-- Work required --
Print the material below word for word, leaving out the pictures.

-.-.-

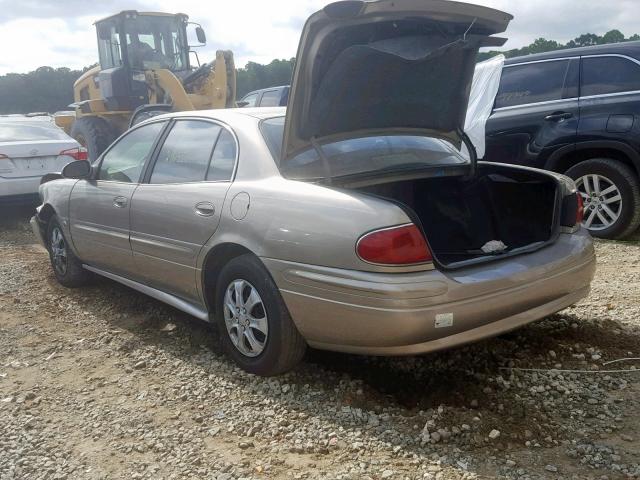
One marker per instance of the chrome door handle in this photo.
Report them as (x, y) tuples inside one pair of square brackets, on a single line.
[(557, 116), (205, 209), (119, 202)]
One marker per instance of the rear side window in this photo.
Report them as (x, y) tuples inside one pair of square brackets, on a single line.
[(271, 98), (602, 75), (224, 158), (185, 153), (532, 83), (124, 161), (273, 131)]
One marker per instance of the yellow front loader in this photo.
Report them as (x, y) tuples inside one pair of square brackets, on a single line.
[(144, 70)]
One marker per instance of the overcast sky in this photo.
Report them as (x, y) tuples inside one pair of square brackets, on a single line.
[(60, 33)]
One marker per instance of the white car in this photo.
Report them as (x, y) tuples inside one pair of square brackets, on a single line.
[(29, 149)]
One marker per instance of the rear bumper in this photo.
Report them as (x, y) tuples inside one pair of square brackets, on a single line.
[(412, 313), (20, 186)]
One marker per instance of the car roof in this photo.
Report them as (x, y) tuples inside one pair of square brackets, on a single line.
[(631, 49), (227, 114), (281, 87)]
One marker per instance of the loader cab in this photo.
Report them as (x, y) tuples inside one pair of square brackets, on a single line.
[(130, 43)]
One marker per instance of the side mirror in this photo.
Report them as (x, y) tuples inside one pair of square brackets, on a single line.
[(200, 35), (78, 169)]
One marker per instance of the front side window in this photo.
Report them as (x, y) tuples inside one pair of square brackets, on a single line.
[(532, 83), (271, 98), (186, 152), (602, 75), (125, 160)]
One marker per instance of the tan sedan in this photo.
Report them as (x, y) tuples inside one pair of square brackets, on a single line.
[(358, 220)]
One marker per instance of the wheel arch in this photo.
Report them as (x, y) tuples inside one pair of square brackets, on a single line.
[(215, 259), (46, 212), (565, 158)]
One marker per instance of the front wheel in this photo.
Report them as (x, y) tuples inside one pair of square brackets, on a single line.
[(610, 192), (254, 323), (66, 266)]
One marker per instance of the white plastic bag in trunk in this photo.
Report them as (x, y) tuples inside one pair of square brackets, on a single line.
[(484, 89)]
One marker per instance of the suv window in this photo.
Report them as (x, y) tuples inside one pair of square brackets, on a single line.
[(602, 75), (531, 83), (271, 98), (124, 161), (251, 100), (185, 153)]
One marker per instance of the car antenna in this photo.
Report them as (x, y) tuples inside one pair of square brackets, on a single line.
[(464, 36)]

-.-.-

-- Right answer --
One marker per instance of the chrome door handle in this photo.
Report them as (x, y) tuples inside one pair of square brackets, on a single line.
[(557, 116), (205, 209), (119, 202)]
One marker per instance of the rear side window in this photo.
Report them as (x, y) tuples inside one pair of square brackets, on a single line.
[(271, 98), (602, 75), (224, 158), (185, 153), (532, 83), (124, 161), (273, 131)]
One marker per instance of the yellow front loader in this photo.
Report them as (x, y) tuples inside one pair of square brackets, on a single line.
[(144, 70)]
One marker per instance of the overcast sky in this photo.
Report them as (x, y) tuples inside one pair of square brackets, on a single line.
[(60, 33)]
One marker per instance of the white car in this photo.
Report them as (x, y) tuples inside one pair of square brackets, on a single line.
[(29, 149)]
One marker per instance of the rear bumper in this photo.
Report them as (x, y) tuples inside one pair of square brackets, on a single line.
[(412, 313), (20, 186)]
One marker per instance of the car roof in this photo.
Report them as (x, y) tuples inside one pair of square brackets, on a single line.
[(631, 49), (227, 114), (281, 87)]
One marker per instance of the loader cab in this photo.
Report them as (x, y) tuples inside one pair of square brackets, on a single line.
[(130, 43)]
One marker per instance of the side mirror in this photo.
Report them as (x, y) tuples inside one pair of square brackets, on a single line.
[(200, 35), (78, 169)]
One marker per instance of the front side window in this photo.
Report them as (x, y) tuples inside one pair of square brackets, on a single line.
[(532, 83), (271, 98), (186, 152), (602, 75), (125, 160)]
One marker per instance of the tan sedan in this photo.
Report them as (x, y) tuples inside one pair of square brackets, on a single line.
[(358, 220)]
One marker per instance of the wheel arch in this photo.
Report them as (x, y) tuples inside one pair of square brackets, on a single line.
[(215, 259), (46, 212), (565, 158)]
One marker per instance of the front wheel in this photo.
Report them as (x, y) tuples inside one pair of square brackets, on a single line.
[(610, 192), (254, 323), (66, 266)]
One marker per instance of the white plastic bag in trunk in this photo.
Report them as (x, y) tuples inside one pair of square brackets, on a single line.
[(484, 89)]
One marker per instance of the suv window in this photo.
Report them as (x, y) tuples inside one pair of square brackets, on a single line.
[(602, 75), (531, 83), (271, 98), (124, 161), (251, 100), (185, 153)]
One marker per instance of the car antenna in this photo.
Report them as (x, y) tuples inside one pair of square brackets, on a single line.
[(464, 36)]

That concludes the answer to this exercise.